— Start Provided records —

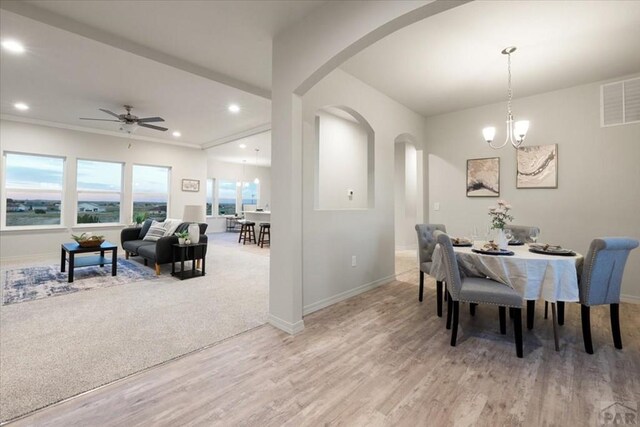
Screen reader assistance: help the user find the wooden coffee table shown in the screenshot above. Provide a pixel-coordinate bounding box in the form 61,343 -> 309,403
60,241 -> 118,283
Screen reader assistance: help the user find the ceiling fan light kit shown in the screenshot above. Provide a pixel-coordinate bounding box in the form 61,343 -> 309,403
482,46 -> 529,150
80,105 -> 169,134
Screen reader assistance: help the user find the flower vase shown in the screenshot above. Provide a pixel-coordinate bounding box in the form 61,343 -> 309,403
187,223 -> 200,243
496,228 -> 509,251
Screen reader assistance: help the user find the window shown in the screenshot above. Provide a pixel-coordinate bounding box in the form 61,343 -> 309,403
76,160 -> 122,224
207,178 -> 216,216
242,182 -> 260,210
218,179 -> 238,215
133,165 -> 170,221
5,153 -> 64,227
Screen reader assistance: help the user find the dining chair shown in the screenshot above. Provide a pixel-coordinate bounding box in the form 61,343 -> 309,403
504,224 -> 544,329
434,230 -> 522,358
578,237 -> 639,354
416,224 -> 447,317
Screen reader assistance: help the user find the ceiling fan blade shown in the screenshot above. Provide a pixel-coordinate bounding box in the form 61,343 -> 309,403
138,117 -> 164,123
98,108 -> 120,118
138,123 -> 169,132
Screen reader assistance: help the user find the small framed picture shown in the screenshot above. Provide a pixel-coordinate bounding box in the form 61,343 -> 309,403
182,179 -> 200,192
467,157 -> 500,197
516,144 -> 558,188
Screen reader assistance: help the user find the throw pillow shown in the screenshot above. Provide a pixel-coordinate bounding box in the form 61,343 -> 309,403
164,218 -> 182,236
138,219 -> 153,239
142,221 -> 167,242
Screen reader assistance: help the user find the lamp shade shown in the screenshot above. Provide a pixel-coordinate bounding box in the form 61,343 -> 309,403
182,205 -> 205,222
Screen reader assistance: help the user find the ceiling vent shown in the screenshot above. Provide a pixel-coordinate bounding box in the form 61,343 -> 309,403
600,77 -> 640,127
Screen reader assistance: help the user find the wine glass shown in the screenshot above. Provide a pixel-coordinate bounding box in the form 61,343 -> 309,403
504,228 -> 513,243
529,228 -> 540,243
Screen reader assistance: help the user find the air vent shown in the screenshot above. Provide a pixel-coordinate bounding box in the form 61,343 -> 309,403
600,78 -> 640,127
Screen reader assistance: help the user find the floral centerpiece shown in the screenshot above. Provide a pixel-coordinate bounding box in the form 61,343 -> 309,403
489,200 -> 513,230
489,200 -> 513,250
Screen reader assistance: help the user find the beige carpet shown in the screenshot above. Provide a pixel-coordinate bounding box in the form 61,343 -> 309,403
0,233 -> 269,420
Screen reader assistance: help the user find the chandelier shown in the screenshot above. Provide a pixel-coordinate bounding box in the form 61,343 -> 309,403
482,46 -> 529,150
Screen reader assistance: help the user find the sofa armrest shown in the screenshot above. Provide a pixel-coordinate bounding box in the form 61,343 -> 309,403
120,227 -> 140,245
156,236 -> 178,264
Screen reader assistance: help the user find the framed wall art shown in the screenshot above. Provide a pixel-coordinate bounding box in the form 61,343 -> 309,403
182,179 -> 200,192
516,144 -> 558,188
467,157 -> 500,197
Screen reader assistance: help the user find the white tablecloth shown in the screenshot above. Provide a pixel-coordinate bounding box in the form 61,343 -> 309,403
430,245 -> 583,302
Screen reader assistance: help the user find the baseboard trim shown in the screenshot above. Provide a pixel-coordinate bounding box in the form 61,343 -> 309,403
302,274 -> 396,316
267,313 -> 304,335
620,294 -> 640,304
0,251 -> 60,262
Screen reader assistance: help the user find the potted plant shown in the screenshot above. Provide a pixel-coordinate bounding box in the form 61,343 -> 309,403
175,230 -> 189,245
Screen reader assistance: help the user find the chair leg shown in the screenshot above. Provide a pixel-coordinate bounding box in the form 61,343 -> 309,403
451,301 -> 460,347
544,301 -> 549,319
498,307 -> 511,335
509,308 -> 522,359
609,304 -> 622,350
556,301 -> 564,326
580,304 -> 593,354
527,300 -> 536,330
436,280 -> 442,317
445,291 -> 453,329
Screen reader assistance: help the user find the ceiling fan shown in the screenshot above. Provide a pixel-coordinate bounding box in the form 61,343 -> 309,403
80,105 -> 168,133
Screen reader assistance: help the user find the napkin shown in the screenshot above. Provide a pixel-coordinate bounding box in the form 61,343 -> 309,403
451,237 -> 471,245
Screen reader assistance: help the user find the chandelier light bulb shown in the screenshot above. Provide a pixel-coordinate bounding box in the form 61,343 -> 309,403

— End Provided records —

* What you should do: How many lines in the data above contain the string "chandelier", with case counting? Reply with the number alone.

* Response to this task: 2